**Data shown:**

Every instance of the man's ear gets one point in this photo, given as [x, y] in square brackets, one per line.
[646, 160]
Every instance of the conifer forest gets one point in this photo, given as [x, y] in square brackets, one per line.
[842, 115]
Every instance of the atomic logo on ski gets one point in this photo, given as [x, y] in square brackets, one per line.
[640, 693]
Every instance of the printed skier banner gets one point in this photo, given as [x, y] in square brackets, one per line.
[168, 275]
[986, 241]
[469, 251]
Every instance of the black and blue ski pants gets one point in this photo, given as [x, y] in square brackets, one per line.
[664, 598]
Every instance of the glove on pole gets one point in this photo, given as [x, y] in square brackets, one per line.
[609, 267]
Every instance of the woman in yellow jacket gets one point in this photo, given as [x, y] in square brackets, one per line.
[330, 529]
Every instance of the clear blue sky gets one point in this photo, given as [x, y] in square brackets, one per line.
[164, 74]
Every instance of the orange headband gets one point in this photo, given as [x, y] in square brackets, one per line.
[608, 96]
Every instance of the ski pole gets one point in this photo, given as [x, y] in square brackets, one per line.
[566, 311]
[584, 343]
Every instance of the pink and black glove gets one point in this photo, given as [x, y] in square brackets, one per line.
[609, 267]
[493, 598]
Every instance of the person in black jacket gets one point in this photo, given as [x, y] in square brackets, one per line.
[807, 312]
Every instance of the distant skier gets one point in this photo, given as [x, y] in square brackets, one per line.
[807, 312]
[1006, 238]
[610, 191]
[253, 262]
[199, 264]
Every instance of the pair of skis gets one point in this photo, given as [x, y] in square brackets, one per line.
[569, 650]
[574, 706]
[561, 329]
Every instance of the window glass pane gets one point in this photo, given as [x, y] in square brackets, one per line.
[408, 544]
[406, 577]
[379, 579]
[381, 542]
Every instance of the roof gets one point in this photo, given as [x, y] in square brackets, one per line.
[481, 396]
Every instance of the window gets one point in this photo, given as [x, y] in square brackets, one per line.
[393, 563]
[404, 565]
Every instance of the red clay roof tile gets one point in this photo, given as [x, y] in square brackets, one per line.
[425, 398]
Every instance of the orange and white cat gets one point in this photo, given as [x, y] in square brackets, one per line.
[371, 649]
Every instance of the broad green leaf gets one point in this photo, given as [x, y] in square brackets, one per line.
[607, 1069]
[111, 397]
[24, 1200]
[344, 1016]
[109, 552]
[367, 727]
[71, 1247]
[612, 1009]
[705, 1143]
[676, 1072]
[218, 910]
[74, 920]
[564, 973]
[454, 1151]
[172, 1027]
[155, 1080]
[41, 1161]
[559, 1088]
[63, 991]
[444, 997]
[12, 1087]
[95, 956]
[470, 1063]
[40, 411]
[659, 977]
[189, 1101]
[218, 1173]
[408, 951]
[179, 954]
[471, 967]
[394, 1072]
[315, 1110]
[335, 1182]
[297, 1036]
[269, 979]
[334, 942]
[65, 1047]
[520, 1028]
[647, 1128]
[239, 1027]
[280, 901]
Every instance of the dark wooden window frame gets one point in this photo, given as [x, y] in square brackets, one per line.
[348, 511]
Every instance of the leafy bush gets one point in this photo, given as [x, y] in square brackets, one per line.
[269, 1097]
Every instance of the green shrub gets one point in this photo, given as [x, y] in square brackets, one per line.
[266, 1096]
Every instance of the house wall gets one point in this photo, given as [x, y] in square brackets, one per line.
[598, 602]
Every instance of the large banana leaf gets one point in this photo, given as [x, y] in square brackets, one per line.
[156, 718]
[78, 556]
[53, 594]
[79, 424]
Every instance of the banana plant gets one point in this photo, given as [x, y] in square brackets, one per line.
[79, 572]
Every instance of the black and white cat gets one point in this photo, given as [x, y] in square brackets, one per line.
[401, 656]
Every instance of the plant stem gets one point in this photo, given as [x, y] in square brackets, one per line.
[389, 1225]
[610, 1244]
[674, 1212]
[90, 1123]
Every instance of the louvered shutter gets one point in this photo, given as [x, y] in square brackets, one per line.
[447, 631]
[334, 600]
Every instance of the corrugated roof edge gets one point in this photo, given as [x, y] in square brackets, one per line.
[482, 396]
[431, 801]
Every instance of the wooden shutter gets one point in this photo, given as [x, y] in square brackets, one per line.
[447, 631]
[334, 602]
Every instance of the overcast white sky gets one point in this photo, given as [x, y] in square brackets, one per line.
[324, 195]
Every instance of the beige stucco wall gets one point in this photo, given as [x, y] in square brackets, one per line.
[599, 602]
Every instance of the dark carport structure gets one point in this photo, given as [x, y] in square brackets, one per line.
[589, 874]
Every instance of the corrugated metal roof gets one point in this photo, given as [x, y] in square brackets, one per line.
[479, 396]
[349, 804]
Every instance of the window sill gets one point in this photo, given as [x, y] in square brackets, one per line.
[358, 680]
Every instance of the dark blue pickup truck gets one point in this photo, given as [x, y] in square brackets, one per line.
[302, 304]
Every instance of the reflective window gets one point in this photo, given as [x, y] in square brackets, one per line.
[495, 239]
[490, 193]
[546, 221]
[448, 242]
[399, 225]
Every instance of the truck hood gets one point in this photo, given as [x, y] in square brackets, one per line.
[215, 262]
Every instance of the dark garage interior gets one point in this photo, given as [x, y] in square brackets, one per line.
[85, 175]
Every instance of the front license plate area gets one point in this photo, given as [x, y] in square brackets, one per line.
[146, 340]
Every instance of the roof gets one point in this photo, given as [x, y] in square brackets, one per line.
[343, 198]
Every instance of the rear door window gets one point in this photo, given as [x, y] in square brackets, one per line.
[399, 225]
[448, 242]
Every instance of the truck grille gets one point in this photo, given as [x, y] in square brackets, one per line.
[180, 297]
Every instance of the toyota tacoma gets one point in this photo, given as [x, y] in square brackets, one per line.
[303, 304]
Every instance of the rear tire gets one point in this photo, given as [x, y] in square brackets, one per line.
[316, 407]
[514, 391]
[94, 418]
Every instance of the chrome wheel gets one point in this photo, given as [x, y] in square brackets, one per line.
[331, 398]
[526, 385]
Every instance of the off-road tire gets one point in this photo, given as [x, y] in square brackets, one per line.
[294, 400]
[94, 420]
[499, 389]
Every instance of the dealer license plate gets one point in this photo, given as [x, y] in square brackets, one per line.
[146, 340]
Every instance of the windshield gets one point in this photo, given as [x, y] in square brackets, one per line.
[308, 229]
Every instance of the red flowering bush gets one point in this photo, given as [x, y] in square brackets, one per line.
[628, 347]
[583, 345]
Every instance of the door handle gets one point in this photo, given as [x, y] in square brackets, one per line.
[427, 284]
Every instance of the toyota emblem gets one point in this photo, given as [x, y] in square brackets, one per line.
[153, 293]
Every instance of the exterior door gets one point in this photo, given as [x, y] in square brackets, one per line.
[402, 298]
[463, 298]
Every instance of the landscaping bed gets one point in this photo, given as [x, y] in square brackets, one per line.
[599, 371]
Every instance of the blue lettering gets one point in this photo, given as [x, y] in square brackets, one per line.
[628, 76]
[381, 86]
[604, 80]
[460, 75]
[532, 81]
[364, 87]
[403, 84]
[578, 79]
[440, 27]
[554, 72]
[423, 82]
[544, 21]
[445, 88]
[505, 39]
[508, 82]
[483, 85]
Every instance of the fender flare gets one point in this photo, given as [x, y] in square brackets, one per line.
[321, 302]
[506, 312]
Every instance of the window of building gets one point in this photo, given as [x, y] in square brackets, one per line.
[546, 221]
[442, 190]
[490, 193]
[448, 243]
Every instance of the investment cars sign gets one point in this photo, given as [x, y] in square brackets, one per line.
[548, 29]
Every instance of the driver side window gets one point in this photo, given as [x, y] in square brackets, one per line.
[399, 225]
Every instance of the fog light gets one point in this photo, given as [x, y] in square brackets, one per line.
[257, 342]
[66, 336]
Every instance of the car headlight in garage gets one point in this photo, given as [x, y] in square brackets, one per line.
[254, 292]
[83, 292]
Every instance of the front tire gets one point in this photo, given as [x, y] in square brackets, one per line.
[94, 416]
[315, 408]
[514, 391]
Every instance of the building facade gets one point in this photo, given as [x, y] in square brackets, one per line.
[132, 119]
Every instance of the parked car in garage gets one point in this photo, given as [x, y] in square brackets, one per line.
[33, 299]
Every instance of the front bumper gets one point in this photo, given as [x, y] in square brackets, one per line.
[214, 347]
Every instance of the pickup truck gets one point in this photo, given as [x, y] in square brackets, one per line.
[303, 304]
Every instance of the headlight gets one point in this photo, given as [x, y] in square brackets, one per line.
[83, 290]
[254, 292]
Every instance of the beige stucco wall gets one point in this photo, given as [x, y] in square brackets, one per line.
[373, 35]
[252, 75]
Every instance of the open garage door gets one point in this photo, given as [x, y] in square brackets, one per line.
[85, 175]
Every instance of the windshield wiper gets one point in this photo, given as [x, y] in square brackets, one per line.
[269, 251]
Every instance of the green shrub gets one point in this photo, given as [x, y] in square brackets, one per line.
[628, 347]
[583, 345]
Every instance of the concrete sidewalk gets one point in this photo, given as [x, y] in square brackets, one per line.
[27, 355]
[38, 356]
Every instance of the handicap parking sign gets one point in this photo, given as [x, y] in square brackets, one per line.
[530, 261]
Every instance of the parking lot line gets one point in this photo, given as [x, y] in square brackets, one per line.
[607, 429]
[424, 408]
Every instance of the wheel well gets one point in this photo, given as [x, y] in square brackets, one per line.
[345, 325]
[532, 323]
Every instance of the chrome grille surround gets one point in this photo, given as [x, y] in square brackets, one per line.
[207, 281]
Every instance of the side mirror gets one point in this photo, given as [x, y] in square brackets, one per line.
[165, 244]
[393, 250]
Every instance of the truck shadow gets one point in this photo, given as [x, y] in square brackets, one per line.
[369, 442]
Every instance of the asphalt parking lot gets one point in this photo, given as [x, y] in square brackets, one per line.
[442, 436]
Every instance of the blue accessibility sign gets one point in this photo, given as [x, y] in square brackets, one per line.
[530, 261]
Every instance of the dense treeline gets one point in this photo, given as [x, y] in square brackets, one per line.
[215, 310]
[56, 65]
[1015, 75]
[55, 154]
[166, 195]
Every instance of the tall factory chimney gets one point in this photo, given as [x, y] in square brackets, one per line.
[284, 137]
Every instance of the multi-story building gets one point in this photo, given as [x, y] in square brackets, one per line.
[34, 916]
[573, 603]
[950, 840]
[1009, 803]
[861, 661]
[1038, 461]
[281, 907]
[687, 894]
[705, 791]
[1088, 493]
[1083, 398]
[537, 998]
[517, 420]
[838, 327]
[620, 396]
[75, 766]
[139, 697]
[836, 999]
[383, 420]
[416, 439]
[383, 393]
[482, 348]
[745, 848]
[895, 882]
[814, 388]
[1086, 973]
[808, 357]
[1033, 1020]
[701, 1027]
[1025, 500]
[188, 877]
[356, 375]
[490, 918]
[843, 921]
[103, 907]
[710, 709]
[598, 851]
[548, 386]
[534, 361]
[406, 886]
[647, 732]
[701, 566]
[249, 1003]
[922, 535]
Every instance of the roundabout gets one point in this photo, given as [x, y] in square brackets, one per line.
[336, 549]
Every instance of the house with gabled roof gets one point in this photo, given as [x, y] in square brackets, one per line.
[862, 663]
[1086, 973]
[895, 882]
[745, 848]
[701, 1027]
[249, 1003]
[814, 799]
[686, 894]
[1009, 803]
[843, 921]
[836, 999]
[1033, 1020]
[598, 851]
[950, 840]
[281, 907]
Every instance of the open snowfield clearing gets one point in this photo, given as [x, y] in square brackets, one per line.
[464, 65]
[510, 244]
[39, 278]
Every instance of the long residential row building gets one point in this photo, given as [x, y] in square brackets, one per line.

**Task instructions:** Write out exactly the final stretch of the records: the line containing "Every instance of the side" and every line after it, through the last, and nothing else.

**Result of this task:**
Every instance of the side mirror gets one point in this photo, given as [x, y] in square brackets, one per line.
[165, 244]
[393, 250]
Every instance of the truck shadow gets one point in this photo, given as [x, y] in square brackets, one per line.
[369, 442]
Every instance of the asphalt parking lot gets one point in this photo, given as [x, y] in square brackets, one per line.
[442, 436]
Every instance of the blue accessibility sign gets one point in this photo, given as [x, y] in square brackets, one per line.
[530, 261]
Every instance of the dense treeline gets one point in this photo, given as [x, y] in square brackets, one per line.
[215, 310]
[56, 65]
[1015, 75]
[55, 154]
[166, 195]
Every instance of the tall factory chimney gets one point in this photo, given as [x, y] in square brackets, one per line.
[284, 137]
Every instance of the multi-story building gets one point in this photo, given as [x, y] in square brackets, one per line.
[34, 916]
[573, 603]
[950, 840]
[1009, 803]
[861, 661]
[1038, 461]
[281, 907]
[687, 894]
[705, 791]
[1088, 493]
[1083, 398]
[537, 998]
[517, 420]
[838, 327]
[620, 396]
[75, 766]
[139, 697]
[836, 999]
[383, 420]
[416, 439]
[383, 393]
[482, 348]
[745, 848]
[895, 882]
[814, 388]
[1086, 973]
[808, 357]
[1033, 1020]
[701, 1027]
[1025, 500]
[188, 877]
[356, 375]
[490, 918]
[843, 921]
[103, 907]
[710, 709]
[598, 851]
[548, 386]
[534, 361]
[406, 886]
[647, 732]
[701, 566]
[249, 1003]
[922, 535]
Every instance of the roundabout gets one point in this photo, given as [x, y] in square brackets, one per line.
[336, 549]
Every instance of the house with gabled roof gets one point in this photo, given as [x, y] in square brackets, one per line.
[862, 663]
[1086, 973]
[895, 882]
[745, 848]
[701, 1027]
[249, 1003]
[814, 799]
[686, 894]
[1009, 803]
[843, 921]
[836, 999]
[1033, 1020]
[598, 851]
[950, 840]
[281, 907]
Every instance of the open snowfield clearing gets one point in this photo, given as [x, y] in square brackets, one per line.
[464, 65]
[510, 244]
[39, 278]
Every instance of the long residential row building gets one point in this photo, given as [x, y] in square brackets, one per line.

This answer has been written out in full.